═════ Extract provided ═════

Lene Espersen: Danish government has great expectations for business cooperation with Russia


Queen Margrethe II of Denmark has been in Moscow on a state visit this week. Danish Foreign Minister Lene Espersen, who accompanied Margrethe II during her Russian visit, gave an interview to Interfax and talked about regional cooperation between Russia and Denmark, and about plans for bilateral economic and energy cooperation.

Question: The Arctic Regions are a major area of cooperation between Denmark and Russia. What would you say about the possible militarization of the region, in particular Russias plans to build up its military presence there?

Answer: We do not see any prospects of a significant militarization of the Arctic in the years to come. Today the Arctic is a region characterized by peace, stability and constructive cooperation, and the Arctic states all agree that that is the way it must stay in the future. The five Arctic Ocean coastal states are committed to base themselves on international law, especially the law of the sea, and to the peaceful solution of any future overlapping claims on the continental shelf, as agreed in the Ilulissat Declaration from 2008. That the Declaration is working is evidenced by the Russian-Norwegian agreement entered into last year on the demarcation in the Barents Sea.

Q. Do you think it necessary to work out an international convention listing the rules of exploring the Arctic natural resources? And what is your opinion of Russias bid to expand its continental shelf?

A. An international convention on the Arctic - similar to the Antarctic Treaty - is proposed by some who think that the Arctic is not governed by laws and regulations. That is not the case. The Arctic is governed by the laws and regulations of the Arctic states and international law. And the Arctic is inhabited - contrary to the Antarctic. Furthermore, the Arctic states are cooperating closely, inter alia in the Arctic Council on the question of sustainable development, protection of the environment and oil and gas guidelines.

Russia has the same possibility to present scientifically based claims on the continental shelf in the Arctic Ocean outside its Exclusive Economic Zone as the other Arctic Ocean coastal states, including the Kingdom of Denmark. Any overlapping claims will be solved through peaceful negotiations among the states involved.

Q. You said recently that Denmark welcomes major international companies effort to explore Greenlands resources. What are Russian companies prospects in this field?

A. We welcome the contribution of companies - from Russia as well as any other state - to the exploration and exploitation of the natural resources of Greenland. Today there are a number of international oil companies operating in Greenland such as BP (British), Exxon Mobil (American), EnCana (Canadian), DONG (Danish) and JOGMEC (Japanese). All companies are welcome as long as they live up to standards securing greatest possible benefits for the Greenlandic society and they live up to the high international standards for scientific and seismic activity, safety, health, the environment, preparedness and transparency.

Q. What would you say about the investment climate in Russia? What in your opinion can be done to attract more Danish companies to Russia?

A. Danish companies working in Russia have noted clear improvements in the Russian business climate over the past decade.

Russian membership in the World Trade Organization is now the single most important step to further improve investment conditions. I hope that Russia will become a member of the WTO in the very near future.

The Russian modernization effort is also very interesting for Danish companies. There is a good match between the Russian aims and what Danish companies can offer in areas like energy technology, transport, agriculture and health and pharmaceuticals. Denmark has concluded a Modernization Partnership with Russia. We are now following up with a concrete work plan. The broader aspects of modernization, such as legal reform, will further improve the investment climate in Russia.

Recently, the Danish government has launched work on a strategy aiming at increasing business relations with Russia, including bringing more Danish companies to Russia. We have great expectations for future business relations.

═════

> _Activity_
How would you render this sentence from the interview on Danish-Russian cooperation into Spanish: "Any overlapping claims will be solved through peaceful negotiations among the states involved."?

═════ Record set ═════

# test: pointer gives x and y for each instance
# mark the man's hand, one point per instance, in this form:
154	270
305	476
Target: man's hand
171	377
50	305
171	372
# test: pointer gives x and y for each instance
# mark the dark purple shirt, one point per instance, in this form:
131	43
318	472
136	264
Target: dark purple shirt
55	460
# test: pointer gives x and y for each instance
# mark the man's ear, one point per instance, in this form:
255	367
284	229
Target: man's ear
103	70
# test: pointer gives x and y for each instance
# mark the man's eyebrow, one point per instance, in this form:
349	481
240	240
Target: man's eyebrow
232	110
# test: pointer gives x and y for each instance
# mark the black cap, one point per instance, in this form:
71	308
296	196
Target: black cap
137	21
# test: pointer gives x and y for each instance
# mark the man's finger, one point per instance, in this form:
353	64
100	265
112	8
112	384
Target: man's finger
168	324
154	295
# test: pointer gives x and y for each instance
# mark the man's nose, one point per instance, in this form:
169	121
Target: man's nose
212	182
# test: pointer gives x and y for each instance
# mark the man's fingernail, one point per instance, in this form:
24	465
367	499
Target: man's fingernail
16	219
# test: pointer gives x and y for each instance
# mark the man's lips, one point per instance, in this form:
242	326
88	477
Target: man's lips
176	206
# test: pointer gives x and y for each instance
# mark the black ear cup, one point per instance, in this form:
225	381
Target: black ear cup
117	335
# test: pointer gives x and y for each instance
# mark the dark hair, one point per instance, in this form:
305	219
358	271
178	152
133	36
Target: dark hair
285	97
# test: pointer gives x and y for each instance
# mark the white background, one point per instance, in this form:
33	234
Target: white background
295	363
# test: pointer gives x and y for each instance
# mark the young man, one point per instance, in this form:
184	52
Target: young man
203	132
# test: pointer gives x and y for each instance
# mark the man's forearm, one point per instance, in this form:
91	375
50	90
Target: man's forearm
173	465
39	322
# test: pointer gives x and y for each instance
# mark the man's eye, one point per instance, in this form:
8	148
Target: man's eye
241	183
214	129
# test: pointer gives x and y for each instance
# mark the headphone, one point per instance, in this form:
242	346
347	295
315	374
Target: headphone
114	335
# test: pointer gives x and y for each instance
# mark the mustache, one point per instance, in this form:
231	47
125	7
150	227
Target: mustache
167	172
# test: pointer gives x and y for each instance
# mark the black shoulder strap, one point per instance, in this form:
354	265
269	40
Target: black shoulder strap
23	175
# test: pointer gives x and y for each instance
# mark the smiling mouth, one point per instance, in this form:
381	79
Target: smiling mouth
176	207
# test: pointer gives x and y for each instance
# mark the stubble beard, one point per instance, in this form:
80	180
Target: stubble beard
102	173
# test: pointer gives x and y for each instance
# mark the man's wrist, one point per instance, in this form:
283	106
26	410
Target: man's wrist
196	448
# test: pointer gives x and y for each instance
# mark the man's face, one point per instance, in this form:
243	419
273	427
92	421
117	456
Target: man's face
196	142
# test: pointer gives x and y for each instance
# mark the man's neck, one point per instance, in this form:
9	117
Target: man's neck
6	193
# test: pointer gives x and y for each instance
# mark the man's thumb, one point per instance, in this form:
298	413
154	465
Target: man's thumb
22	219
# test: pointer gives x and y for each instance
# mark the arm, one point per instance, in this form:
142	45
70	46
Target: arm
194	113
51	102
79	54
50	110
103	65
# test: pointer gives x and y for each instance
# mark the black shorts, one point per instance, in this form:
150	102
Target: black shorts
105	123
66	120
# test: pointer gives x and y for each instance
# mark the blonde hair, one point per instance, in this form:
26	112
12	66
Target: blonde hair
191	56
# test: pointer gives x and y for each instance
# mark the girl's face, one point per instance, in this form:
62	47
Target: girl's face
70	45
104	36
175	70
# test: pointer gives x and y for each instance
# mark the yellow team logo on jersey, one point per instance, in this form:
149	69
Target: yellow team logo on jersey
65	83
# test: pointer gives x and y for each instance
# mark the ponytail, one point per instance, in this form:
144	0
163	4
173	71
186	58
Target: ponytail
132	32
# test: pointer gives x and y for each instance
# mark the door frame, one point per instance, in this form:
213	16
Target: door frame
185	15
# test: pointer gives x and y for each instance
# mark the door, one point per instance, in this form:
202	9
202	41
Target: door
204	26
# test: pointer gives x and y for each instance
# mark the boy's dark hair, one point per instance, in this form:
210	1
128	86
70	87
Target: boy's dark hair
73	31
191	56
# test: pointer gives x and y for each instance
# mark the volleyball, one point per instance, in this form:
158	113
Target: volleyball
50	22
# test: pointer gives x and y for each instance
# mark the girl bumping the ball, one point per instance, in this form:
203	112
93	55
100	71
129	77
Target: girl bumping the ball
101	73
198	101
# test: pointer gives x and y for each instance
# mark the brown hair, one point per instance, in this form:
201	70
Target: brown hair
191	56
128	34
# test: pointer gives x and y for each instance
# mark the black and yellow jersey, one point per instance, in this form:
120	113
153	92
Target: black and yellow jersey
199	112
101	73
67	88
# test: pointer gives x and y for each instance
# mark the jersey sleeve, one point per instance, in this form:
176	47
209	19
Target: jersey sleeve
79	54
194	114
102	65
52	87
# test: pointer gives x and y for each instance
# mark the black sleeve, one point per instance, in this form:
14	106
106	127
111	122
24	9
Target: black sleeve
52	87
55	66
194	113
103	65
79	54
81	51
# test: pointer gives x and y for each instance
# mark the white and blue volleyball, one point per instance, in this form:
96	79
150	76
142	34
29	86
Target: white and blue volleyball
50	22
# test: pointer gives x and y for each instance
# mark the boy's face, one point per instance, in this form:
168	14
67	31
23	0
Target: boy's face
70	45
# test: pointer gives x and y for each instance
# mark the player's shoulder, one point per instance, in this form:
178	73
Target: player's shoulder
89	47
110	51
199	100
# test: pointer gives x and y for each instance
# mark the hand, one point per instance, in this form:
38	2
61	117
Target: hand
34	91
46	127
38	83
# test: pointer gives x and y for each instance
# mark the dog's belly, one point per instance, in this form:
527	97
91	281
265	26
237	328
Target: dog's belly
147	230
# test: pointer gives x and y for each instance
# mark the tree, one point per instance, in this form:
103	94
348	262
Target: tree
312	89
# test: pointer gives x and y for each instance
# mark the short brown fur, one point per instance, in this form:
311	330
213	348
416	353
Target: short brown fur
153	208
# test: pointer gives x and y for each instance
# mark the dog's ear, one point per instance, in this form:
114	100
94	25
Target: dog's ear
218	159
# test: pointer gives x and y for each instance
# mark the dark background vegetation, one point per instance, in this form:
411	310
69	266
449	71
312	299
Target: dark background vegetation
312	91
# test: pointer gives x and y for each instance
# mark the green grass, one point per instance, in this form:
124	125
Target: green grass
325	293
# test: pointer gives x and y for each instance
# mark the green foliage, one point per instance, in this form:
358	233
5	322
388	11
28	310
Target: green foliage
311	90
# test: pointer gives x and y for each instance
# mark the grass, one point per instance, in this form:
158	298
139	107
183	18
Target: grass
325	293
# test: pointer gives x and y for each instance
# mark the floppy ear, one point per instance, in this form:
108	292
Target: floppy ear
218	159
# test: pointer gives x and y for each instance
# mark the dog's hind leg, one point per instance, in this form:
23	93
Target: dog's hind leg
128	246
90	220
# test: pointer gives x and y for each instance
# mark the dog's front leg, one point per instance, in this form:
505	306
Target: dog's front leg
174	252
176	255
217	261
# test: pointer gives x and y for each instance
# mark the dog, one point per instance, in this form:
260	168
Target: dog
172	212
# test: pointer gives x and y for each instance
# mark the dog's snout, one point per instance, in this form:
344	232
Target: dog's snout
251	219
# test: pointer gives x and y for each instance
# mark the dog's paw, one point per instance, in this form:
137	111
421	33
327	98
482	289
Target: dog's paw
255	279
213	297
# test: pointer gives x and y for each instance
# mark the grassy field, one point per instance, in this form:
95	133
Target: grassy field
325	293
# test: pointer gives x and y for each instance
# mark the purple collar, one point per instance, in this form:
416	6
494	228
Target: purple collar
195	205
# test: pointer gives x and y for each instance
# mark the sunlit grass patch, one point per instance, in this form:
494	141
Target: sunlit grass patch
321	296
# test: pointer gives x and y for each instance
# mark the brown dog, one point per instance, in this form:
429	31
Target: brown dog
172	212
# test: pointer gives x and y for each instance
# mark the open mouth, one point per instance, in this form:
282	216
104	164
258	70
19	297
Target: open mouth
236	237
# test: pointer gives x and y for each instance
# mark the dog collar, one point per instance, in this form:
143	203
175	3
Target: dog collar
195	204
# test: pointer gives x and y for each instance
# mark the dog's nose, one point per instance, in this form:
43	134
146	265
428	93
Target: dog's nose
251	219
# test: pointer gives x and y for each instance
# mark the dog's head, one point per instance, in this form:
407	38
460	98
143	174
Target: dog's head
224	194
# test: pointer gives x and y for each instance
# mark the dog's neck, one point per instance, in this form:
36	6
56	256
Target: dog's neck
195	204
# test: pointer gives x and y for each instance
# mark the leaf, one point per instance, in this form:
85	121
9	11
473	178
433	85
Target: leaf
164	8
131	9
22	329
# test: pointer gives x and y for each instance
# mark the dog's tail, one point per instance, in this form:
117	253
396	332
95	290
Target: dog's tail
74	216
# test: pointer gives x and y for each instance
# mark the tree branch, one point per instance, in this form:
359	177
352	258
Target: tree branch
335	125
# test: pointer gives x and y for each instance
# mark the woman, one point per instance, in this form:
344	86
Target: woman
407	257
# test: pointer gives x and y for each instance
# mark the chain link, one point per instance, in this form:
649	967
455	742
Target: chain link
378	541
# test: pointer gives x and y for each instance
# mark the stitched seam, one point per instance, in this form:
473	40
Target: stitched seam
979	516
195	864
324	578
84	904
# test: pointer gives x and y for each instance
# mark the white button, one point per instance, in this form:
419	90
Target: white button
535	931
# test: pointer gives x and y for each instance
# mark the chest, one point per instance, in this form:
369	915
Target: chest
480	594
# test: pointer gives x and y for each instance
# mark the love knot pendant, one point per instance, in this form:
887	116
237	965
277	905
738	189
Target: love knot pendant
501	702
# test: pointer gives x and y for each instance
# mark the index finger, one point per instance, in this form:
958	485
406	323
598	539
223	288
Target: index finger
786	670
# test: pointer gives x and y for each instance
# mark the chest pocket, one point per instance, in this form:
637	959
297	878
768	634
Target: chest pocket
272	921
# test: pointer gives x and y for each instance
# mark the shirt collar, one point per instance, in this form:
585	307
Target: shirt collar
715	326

═════

> _Solution for this exercise_
Cualquier reclamación superpuesta se resolverá mediante negociaciones pacíficas entre los Estados involucrados.